PROBLEM
Quote the passage on the Young Vic theatre word for word, from "This edgy Waterloo" to "people of colour.".

PAGE EXTRACT

This edgy Waterloo theatre has a formidable artistic reputation

The Young Vic more than lives up to its name, with its slick modern exterior, buzzing bar, and a forward-looking line-up that makes it feel metaphorically as well as literally miles away from London's fustier West End houses. Under current boss Kwame Kwei-Armah, who cut his teeth on the New York theatre scene, it's thriving, with a renewed focus on connecting with the Southwark community that surrounds it, and on championing works by people of colour.

Kwei-Armah is building on the legacy of the theatre's longtime artistic director David Lan, who stepped down in 2018 after 18 years in the job. During that time, he oversaw a major renovation which created the current box office area from an old butcher's shop (you can still see traces of the original tiles), spruced up the theatre's fully flexible 420-seater auditorium, and added two smaller studio spaces, the Maria and the Clare. And he presided over an eclectic programme with a striking international focus.

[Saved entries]
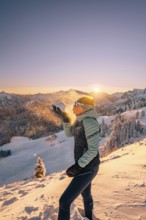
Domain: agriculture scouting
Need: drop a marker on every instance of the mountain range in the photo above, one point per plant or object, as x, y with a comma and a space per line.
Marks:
31, 116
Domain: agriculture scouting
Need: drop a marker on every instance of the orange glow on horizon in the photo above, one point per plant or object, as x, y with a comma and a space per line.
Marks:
44, 90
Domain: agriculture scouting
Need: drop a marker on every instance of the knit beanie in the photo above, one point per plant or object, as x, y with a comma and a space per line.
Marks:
86, 102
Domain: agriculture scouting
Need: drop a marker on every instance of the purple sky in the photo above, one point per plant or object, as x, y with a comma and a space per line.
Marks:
48, 45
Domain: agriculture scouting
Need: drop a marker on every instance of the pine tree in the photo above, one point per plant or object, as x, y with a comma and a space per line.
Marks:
40, 169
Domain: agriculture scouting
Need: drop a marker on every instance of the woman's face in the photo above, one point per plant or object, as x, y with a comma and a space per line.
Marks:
78, 110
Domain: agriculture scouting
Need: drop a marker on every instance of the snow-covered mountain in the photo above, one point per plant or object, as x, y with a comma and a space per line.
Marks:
30, 115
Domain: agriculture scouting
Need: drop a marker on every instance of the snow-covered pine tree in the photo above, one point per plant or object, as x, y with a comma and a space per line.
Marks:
40, 169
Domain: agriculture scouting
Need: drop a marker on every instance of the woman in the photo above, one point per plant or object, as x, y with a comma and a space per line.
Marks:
86, 135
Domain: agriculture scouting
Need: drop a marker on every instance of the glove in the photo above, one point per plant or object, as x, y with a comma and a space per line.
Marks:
62, 115
73, 170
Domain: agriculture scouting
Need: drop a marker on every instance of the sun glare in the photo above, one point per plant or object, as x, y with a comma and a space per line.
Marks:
96, 89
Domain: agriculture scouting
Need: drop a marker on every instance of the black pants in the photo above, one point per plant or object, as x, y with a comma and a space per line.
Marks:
81, 184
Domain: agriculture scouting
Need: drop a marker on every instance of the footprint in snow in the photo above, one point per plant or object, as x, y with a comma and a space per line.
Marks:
10, 201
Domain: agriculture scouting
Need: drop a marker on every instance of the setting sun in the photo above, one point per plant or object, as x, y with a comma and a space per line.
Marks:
96, 89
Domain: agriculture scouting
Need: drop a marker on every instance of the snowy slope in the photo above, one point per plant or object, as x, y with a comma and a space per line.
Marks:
119, 190
57, 155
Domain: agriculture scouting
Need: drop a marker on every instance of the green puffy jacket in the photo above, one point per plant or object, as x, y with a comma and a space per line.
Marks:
91, 128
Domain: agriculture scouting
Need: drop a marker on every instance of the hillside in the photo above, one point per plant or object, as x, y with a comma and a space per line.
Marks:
119, 190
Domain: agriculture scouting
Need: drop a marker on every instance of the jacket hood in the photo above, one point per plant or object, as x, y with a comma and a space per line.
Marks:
89, 114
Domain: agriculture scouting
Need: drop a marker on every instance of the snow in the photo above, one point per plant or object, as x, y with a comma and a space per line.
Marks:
20, 164
119, 189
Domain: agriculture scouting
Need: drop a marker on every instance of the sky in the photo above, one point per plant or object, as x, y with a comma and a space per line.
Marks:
52, 45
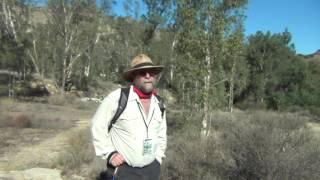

RESPONSE TO THIS TASK
This edgy Waterloo theatre has a formidable artistic reputation

The Young Vic more than lives up to its name, with its slick modern exterior, buzzing bar, and a forward-looking line-up that makes it feel metaphorically as well as literally miles away from London's fustier West End houses. Under current boss Kwame Kwei-Armah, who cut his teeth on the New York theatre scene, it's thriving, with a renewed focus on connecting with the Southwark community that surrounds it, and on championing works by people of colour.